- [TEXT BLOCK]
☆ ☆ ☆ ☆ ☆ ☆ ☆
Xcode Build Time Optimization
Emin Deniz · October 23, 2023 · 13 min read
Xcode Build Time Optimization
As a developer who has been working with Xcode for over 9 years, I frequently suffer due to features and aspects of that software. In my opinion, the worst is Xcode’s build time: it can take minutes, even hours, for large-scale projects. In this article, I will explain our Xcode pain points on the AutoScout24 iOS project and how we addressed them..
Improving the build time obviously means clearing up any problematic processes that take too much time. For each project, these processes can be different. I will try to explain how you can investigate and solve this issue in this article. I hope it will be helpful for you.
Introduction to basic concepts
Before starting into the findings, it’s better to focus on which time frames we can improve.
- Fetching time: fetching the source codes and required frameworks from dependency management tools (SPM or CocoaPods)
- Build time (Clean build): Build the Xcode project the first time after fetching or compiling after cleaning the Derived Data folder.
- Incremental build time: Building the project after changing a certain amount of code blocks. Xcode doesn’t try to compile everything if you only change a single code block; it only compiles the changed source file and files that needed that specific file (at least in theory).
☆ ☆ ☆ ☆ ☆ ☆ ☆
- [SUPPLIED INFORMATION]
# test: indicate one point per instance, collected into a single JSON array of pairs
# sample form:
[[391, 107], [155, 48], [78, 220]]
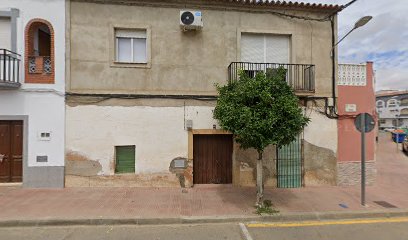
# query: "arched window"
[[404, 102], [380, 104], [404, 112], [392, 103], [39, 52]]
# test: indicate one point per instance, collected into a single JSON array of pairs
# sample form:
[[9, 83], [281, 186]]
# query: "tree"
[[260, 111]]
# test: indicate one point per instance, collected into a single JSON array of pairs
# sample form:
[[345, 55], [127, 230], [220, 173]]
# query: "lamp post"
[[397, 132], [361, 22]]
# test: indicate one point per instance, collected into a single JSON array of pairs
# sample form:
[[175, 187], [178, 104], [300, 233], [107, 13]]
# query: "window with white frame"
[[264, 48], [131, 45], [380, 104], [392, 103]]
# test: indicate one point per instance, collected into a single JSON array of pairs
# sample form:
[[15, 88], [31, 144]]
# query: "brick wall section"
[[349, 173], [39, 76]]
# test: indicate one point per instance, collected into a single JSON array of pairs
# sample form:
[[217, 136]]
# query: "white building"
[[392, 108], [32, 76]]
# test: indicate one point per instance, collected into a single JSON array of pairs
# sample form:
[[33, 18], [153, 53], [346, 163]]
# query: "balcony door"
[[5, 33], [265, 48]]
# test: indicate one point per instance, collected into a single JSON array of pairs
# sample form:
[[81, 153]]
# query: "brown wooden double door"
[[11, 151], [212, 162]]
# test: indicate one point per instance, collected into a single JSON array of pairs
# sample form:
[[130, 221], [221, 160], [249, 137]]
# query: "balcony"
[[39, 64], [9, 69], [301, 77]]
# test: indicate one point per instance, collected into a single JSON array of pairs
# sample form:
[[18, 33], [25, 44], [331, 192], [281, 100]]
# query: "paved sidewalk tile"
[[82, 203]]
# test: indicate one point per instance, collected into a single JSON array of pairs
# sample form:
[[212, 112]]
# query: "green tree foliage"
[[260, 111]]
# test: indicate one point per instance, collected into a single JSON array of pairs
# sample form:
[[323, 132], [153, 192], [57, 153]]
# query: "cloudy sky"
[[384, 40]]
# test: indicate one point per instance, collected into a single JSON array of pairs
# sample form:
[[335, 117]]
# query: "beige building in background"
[[141, 90]]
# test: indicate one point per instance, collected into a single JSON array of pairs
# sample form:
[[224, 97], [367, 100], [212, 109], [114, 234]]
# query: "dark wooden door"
[[44, 43], [212, 161], [11, 151]]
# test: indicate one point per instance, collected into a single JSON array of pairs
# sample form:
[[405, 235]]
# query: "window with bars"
[[131, 45]]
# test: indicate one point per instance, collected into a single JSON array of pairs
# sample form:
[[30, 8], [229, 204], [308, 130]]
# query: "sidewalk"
[[208, 202]]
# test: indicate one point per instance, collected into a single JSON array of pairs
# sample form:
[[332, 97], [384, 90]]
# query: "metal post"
[[397, 137], [363, 127]]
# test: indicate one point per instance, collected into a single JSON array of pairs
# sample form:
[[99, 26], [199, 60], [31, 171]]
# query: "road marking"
[[324, 223], [245, 232]]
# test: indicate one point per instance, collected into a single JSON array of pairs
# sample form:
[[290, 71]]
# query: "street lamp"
[[361, 22]]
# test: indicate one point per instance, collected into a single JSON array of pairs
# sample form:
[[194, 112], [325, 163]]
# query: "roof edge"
[[233, 4]]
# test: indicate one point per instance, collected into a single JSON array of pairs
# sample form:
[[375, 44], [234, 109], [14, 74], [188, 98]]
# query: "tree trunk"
[[259, 180]]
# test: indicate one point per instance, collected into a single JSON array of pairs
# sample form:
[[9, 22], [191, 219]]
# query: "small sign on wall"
☆ ☆ ☆ ☆ ☆ ☆ ☆
- [THINGS TO DO]
**A)** Which project's Xcode pain points does the Xcode build time article describe?
**B)** Which time frames does the Xcode build time article say can be improved?
**C)** Could you write out the passage of the Xcode build time article between "- Fetching time: fetching" and "least in theory).", inclusive?

- [ANSWERS PROVIDED]
**A)** The AutoScout24 iOS project.

**B)**
- Fetching time
- Build time (clean build)
- Incremental build time

**C)**
- Fetching time: fetching the source codes and required frameworks from dependency management tools (SPM or CocoaPods)
- Build time (Clean build): Build the Xcode project the first time after fetching or compiling after cleaning the Derived Data folder.
- Incremental build time: Building the project after changing a certain amount of code blocks. Xcode doesn’t try to compile everything if you only change a single code block; it only compiles the changed source file and files that needed that specific file (at least in theory).